• Aim of the task:
Look through the listing below for the string "hair". Show each line where it occurs.

• Provided records:
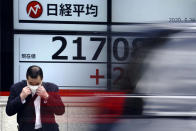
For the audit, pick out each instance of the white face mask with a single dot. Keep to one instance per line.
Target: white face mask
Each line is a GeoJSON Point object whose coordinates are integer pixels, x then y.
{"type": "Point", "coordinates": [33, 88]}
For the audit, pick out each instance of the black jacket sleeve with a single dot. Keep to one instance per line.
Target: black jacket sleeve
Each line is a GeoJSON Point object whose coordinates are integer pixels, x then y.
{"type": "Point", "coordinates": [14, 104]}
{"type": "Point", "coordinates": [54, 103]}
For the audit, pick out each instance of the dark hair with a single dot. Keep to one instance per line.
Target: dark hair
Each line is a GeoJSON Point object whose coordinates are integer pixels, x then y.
* * *
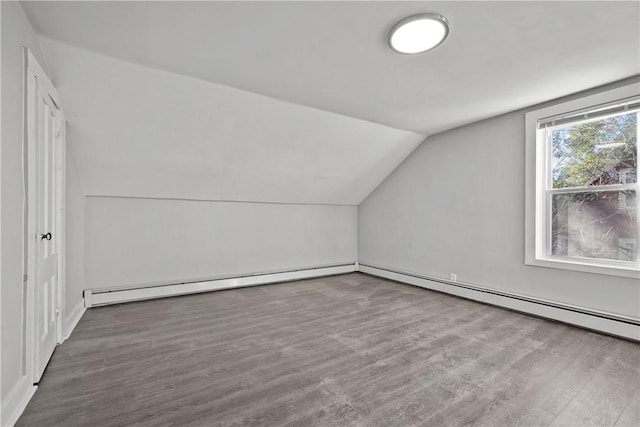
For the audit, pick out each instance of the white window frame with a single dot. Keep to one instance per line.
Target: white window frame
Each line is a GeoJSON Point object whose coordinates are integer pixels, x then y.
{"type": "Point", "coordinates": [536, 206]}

• Result of this exercise:
For the audit, pick out each instance of the dark hair with a single dot. Keep to one instance per line.
Target: dark hair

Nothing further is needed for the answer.